→ **Your objective**
Send back all the data below, exactly as given.

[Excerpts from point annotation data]
** BEGIN **

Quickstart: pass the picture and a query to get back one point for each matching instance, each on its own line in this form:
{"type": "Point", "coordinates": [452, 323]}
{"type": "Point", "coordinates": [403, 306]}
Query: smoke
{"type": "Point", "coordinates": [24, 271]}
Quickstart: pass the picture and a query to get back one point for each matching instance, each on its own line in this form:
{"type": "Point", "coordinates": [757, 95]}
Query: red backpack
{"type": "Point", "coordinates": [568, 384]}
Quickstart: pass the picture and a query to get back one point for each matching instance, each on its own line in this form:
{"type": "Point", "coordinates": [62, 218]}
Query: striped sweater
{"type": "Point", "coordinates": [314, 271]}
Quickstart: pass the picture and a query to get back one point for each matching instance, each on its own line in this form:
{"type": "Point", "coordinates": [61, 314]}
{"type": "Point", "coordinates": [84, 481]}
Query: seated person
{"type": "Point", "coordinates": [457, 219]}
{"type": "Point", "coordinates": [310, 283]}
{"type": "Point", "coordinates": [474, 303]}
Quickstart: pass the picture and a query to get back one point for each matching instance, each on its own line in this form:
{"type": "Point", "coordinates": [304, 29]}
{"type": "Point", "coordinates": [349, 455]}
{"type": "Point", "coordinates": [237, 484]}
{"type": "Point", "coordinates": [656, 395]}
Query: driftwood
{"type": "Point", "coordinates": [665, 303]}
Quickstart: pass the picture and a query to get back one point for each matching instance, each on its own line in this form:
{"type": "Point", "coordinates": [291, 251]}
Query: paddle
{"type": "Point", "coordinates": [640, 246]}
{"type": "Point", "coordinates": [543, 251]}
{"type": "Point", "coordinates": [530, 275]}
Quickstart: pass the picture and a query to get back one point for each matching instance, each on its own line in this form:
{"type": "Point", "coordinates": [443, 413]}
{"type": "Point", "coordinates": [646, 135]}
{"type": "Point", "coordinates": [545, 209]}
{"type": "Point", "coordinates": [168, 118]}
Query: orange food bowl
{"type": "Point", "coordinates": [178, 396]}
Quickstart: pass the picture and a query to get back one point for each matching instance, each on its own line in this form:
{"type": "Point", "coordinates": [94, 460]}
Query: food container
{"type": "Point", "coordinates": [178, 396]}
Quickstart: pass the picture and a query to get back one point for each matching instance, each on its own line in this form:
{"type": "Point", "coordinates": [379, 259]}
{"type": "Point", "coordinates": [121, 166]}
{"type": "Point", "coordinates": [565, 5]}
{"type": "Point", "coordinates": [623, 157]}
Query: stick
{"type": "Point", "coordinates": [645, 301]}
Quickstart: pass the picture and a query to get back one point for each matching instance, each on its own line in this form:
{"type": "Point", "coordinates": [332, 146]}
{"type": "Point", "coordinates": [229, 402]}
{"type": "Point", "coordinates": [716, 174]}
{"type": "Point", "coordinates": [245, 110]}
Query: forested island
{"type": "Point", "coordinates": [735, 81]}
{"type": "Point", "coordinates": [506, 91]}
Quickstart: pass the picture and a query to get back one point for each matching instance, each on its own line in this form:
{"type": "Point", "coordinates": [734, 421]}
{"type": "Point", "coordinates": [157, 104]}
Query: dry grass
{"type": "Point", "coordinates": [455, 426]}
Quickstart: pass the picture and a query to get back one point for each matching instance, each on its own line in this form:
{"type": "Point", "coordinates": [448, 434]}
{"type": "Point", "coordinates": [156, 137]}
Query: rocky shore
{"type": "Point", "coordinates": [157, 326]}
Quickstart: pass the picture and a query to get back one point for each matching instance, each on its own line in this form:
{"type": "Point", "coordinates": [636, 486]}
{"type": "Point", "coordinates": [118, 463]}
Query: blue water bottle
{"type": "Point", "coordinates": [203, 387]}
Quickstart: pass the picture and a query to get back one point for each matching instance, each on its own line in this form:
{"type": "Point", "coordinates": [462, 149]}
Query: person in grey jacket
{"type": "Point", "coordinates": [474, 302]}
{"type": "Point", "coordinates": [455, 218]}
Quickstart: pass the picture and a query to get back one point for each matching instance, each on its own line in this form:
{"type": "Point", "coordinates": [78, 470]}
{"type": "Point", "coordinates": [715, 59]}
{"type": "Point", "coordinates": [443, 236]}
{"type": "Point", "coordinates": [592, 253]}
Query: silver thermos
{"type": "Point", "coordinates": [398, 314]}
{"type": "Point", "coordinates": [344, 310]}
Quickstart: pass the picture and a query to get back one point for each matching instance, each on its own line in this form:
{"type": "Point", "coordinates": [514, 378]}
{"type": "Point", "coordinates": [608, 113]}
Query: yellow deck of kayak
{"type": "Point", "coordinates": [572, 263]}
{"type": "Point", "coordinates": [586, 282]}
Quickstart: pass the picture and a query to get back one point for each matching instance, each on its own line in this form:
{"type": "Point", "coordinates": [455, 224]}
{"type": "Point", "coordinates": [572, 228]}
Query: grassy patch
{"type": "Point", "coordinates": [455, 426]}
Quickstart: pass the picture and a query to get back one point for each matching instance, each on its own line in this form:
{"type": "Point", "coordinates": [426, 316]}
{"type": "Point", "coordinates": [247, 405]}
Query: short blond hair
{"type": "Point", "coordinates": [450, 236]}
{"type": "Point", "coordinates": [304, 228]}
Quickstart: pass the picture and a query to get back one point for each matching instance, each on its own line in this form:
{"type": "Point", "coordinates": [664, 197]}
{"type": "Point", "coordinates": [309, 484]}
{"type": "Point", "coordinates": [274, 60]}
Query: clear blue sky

** END **

→ **Result**
Quickstart: pass the picture and a query to get back one point for each matching instance, each on its own line in this form:
{"type": "Point", "coordinates": [452, 323]}
{"type": "Point", "coordinates": [403, 306]}
Query: smoke
{"type": "Point", "coordinates": [24, 271]}
Quickstart: pass the picture and a query to get back one point for each matching instance, each on its own line in this form:
{"type": "Point", "coordinates": [757, 95]}
Query: red backpack
{"type": "Point", "coordinates": [568, 384]}
Quickstart: pass the picture and a query to get back one point for each matching instance, each on its own line in this form:
{"type": "Point", "coordinates": [62, 218]}
Query: striped sweater
{"type": "Point", "coordinates": [314, 271]}
Quickstart: pass the picture and a query to get back one point for each matching instance, each on its own line in this form:
{"type": "Point", "coordinates": [61, 314]}
{"type": "Point", "coordinates": [84, 481]}
Query: seated person
{"type": "Point", "coordinates": [457, 219]}
{"type": "Point", "coordinates": [310, 283]}
{"type": "Point", "coordinates": [474, 303]}
Quickstart: pass the picture and a query to get back one point for each matching instance, each on its own line in this form:
{"type": "Point", "coordinates": [304, 29]}
{"type": "Point", "coordinates": [349, 455]}
{"type": "Point", "coordinates": [237, 484]}
{"type": "Point", "coordinates": [656, 395]}
Query: driftwood
{"type": "Point", "coordinates": [665, 303]}
Quickstart: pass the picture and a query to get back one point for each matching instance, each on its own line in this form:
{"type": "Point", "coordinates": [291, 251]}
Query: paddle
{"type": "Point", "coordinates": [640, 246]}
{"type": "Point", "coordinates": [543, 251]}
{"type": "Point", "coordinates": [530, 275]}
Quickstart: pass the picture and a query to get back one point for each matching instance, each on its own line in this form:
{"type": "Point", "coordinates": [443, 413]}
{"type": "Point", "coordinates": [646, 135]}
{"type": "Point", "coordinates": [545, 209]}
{"type": "Point", "coordinates": [168, 118]}
Query: orange food bowl
{"type": "Point", "coordinates": [178, 396]}
Quickstart: pass the picture and a query to get back one point for each matching instance, each on its own line in this form:
{"type": "Point", "coordinates": [94, 460]}
Query: food container
{"type": "Point", "coordinates": [178, 396]}
Quickstart: pass the picture and a query to get back one point for each matching instance, each on its own line in this form:
{"type": "Point", "coordinates": [379, 259]}
{"type": "Point", "coordinates": [121, 166]}
{"type": "Point", "coordinates": [565, 5]}
{"type": "Point", "coordinates": [623, 157]}
Query: stick
{"type": "Point", "coordinates": [645, 301]}
Quickstart: pass the picture and a query to get back one point for each matching instance, each on its own line in this form:
{"type": "Point", "coordinates": [332, 146]}
{"type": "Point", "coordinates": [229, 402]}
{"type": "Point", "coordinates": [716, 174]}
{"type": "Point", "coordinates": [245, 110]}
Query: forested island
{"type": "Point", "coordinates": [735, 81]}
{"type": "Point", "coordinates": [506, 91]}
Quickstart: pass the picture and a query to get back one point for each matching instance, each on its own line in this form:
{"type": "Point", "coordinates": [734, 421]}
{"type": "Point", "coordinates": [157, 104]}
Query: dry grass
{"type": "Point", "coordinates": [455, 426]}
Quickstart: pass the picture and a query to get back one point for each matching instance, each on its own line in this form:
{"type": "Point", "coordinates": [448, 434]}
{"type": "Point", "coordinates": [156, 137]}
Query: rocky shore
{"type": "Point", "coordinates": [157, 326]}
Quickstart: pass the picture and a query to get back one point for each matching instance, each on its own line in this form:
{"type": "Point", "coordinates": [636, 486]}
{"type": "Point", "coordinates": [118, 463]}
Query: blue water bottle
{"type": "Point", "coordinates": [203, 387]}
Quickstart: pass the picture and a query to get back one point for each matching instance, each on its own line in this form:
{"type": "Point", "coordinates": [462, 149]}
Query: person in grey jacket
{"type": "Point", "coordinates": [474, 302]}
{"type": "Point", "coordinates": [455, 218]}
Quickstart: pass the picture and a query to get back one point for each matching instance, each on its own line in this form:
{"type": "Point", "coordinates": [78, 470]}
{"type": "Point", "coordinates": [715, 59]}
{"type": "Point", "coordinates": [443, 236]}
{"type": "Point", "coordinates": [592, 253]}
Query: silver thermos
{"type": "Point", "coordinates": [398, 314]}
{"type": "Point", "coordinates": [344, 310]}
Quickstart: pass the picture and a query to get back one point for each matching instance, each on its own line in this form:
{"type": "Point", "coordinates": [514, 378]}
{"type": "Point", "coordinates": [608, 113]}
Query: yellow deck of kayak
{"type": "Point", "coordinates": [572, 263]}
{"type": "Point", "coordinates": [586, 282]}
Quickstart: pass the picture and a query to get back one point for each matching instance, each on its own line in this form:
{"type": "Point", "coordinates": [455, 224]}
{"type": "Point", "coordinates": [572, 228]}
Query: grassy patch
{"type": "Point", "coordinates": [455, 426]}
Quickstart: pass the picture and a query to get back one point for each matching instance, each on its own line in this form:
{"type": "Point", "coordinates": [426, 316]}
{"type": "Point", "coordinates": [247, 405]}
Query: short blond hair
{"type": "Point", "coordinates": [450, 236]}
{"type": "Point", "coordinates": [304, 228]}
Quickstart: pass the picture and a query to get back one point for each matching instance, each on its own line in this form:
{"type": "Point", "coordinates": [664, 197]}
{"type": "Point", "coordinates": [309, 484]}
{"type": "Point", "coordinates": [274, 60]}
Query: clear blue sky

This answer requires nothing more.